● **Work to do**
Rewrite the material below, substituting "found" for each occurrence of "located" and keeping everything else unchanged.

● **Listed records**
********

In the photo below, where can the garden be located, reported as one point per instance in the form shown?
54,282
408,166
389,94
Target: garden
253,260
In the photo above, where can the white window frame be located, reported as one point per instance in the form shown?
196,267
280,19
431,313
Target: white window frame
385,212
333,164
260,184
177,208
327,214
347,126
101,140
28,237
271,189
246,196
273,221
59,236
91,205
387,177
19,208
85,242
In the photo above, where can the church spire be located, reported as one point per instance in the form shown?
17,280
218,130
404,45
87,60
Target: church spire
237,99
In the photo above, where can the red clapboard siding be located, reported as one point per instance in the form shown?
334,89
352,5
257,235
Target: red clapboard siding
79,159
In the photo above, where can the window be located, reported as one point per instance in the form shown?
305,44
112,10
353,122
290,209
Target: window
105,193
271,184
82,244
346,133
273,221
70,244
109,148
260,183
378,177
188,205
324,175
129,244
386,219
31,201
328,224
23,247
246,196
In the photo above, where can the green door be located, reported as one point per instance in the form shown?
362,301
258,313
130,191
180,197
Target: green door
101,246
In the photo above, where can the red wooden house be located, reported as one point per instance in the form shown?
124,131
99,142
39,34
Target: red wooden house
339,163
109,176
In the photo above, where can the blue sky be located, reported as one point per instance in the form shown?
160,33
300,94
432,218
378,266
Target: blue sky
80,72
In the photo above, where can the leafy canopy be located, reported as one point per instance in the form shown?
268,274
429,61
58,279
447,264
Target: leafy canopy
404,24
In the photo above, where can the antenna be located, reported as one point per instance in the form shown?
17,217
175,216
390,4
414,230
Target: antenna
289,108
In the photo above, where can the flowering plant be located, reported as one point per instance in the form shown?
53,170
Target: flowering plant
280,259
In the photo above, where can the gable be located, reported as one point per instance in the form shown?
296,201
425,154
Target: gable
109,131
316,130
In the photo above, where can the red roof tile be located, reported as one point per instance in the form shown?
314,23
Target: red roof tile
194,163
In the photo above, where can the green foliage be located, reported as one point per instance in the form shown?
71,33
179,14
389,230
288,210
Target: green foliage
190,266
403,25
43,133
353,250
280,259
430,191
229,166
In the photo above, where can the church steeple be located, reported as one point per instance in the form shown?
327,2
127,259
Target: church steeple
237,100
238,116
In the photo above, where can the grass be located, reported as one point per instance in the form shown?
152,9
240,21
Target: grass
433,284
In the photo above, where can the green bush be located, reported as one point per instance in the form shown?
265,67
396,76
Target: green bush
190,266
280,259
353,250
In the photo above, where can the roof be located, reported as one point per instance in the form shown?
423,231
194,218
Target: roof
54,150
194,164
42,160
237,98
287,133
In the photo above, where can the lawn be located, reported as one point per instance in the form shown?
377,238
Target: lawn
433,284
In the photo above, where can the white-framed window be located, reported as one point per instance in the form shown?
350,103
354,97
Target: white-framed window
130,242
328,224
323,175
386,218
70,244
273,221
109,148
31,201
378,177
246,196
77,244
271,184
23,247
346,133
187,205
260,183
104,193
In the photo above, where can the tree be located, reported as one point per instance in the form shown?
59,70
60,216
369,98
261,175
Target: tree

********

● **Exercise answer**
In the photo below, where can the garden be found, reported as one point per instance in the form shown?
54,282
408,166
389,94
Target: garden
253,260
In the photo above, where can the white window frame be found, reported as one point per instance in the form shown?
196,267
280,19
431,313
Target: white window frame
385,212
333,164
260,184
177,208
327,214
347,126
101,140
28,237
271,189
246,196
273,221
59,236
91,205
387,177
19,208
85,242
In the photo above, where can the church spire be found, reported as one point per instance in the form shown?
17,280
218,130
404,45
87,60
Target: church spire
237,99
In the photo above, where can the red clapboard siding be found, reported as one point per instance in the form shown?
334,89
352,5
257,235
Target: red clapboard siding
79,159
In the photo above, where can the window be found, reported as one point per instance in the form shown?
305,44
112,10
353,122
290,209
Target: window
105,193
271,184
82,244
346,133
273,221
70,244
109,148
260,183
378,177
188,205
324,175
129,244
386,219
31,201
328,224
23,247
246,196
In the photo above, where can the green door be found, reported as one point per instance in the form shown?
362,301
258,313
130,191
180,197
Target: green door
101,246
In the photo above, where can the red wooden house be found, reported as one point per instance in the form shown?
124,131
99,142
39,34
Target: red wooden house
339,163
109,176
In the photo above, where can the blue sky be found, reported as one point per instance in the form shown?
160,33
300,94
432,218
378,266
Target: blue sky
80,72
In the photo above, where can the leafy canopy be found, reported as one point per instance in the form shown?
268,274
429,61
58,279
447,264
Target: leafy canopy
404,24
In the photo above, where can the antenna be found, reported as one point per instance in the form shown?
17,217
175,216
390,4
414,230
Target: antenna
289,108
In the photo above, where can the flowering plant be found, reported as one point per instance in the form shown?
53,170
Target: flowering plant
280,259
In the photo above, where can the gable be found, reported as one point per instance in the form shown?
296,201
425,154
Target: gable
109,131
316,130
In the photo above, where can the red roof tile be found, reported as one point per instance in the form shown?
314,23
Target: red roof tile
194,163
In the photo above, where can the green foliage be found, reported as one point per instance in the form shown?
71,33
179,14
389,230
288,210
Target: green foliage
190,266
403,25
43,133
353,250
280,259
430,191
229,166
In the photo above, where can the church steeple be found, reported as one point per instance in the form shown?
327,2
127,259
Target: church steeple
237,100
238,116
In the photo above, where can the grass be found, reported as one point per instance in the form shown?
152,9
240,21
Target: grass
433,284
In the photo above, where can the green bush be found, reported as one point per instance in the form shown?
265,67
396,76
Target: green bush
190,266
280,259
353,250
In the photo above, where can the roof be found, reported as one point per instance in the form shown?
423,231
194,218
Target: roof
54,150
194,164
42,160
237,98
287,133
In the photo above, where can the lawn be found, reported as one point per instance in the form shown?
377,238
Target: lawn
433,284
In the photo above, where can the white-framed window be found, reported as one point per instance in the form shown?
350,103
354,97
Target: white-framed window
130,242
328,224
323,175
386,218
70,244
273,221
109,148
31,201
378,177
246,196
77,244
271,184
23,247
346,133
187,205
260,183
104,193
In the photo above, where can the tree be found, reported as one point per instance in the form shown?
59,70
60,216
369,98
261,175
Target: tree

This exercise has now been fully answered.